*Work request:*
Without a single alteration, write the listing out again.

= = = = =

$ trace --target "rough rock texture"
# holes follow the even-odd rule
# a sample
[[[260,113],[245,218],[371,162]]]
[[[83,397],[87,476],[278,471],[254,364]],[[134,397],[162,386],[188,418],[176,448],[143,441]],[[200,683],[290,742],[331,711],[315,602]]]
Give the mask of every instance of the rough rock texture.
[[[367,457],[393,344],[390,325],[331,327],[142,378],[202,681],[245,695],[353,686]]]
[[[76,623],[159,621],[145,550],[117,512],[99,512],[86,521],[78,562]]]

= = = = =

*Output for this task:*
$ trace --target "rough rock texture"
# holes follow the even-odd rule
# a sample
[[[260,113],[245,218],[371,162]]]
[[[83,397],[87,476],[278,471],[254,364]],[[134,397],[162,386],[188,418],[176,448],[143,441]],[[200,683],[290,742],[331,711],[315,602]]]
Give the mask of every instance of the rough rock texture.
[[[367,457],[393,344],[390,325],[331,327],[142,378],[202,681],[245,695],[353,686]]]
[[[76,623],[159,621],[145,550],[117,512],[99,512],[86,521],[78,562]]]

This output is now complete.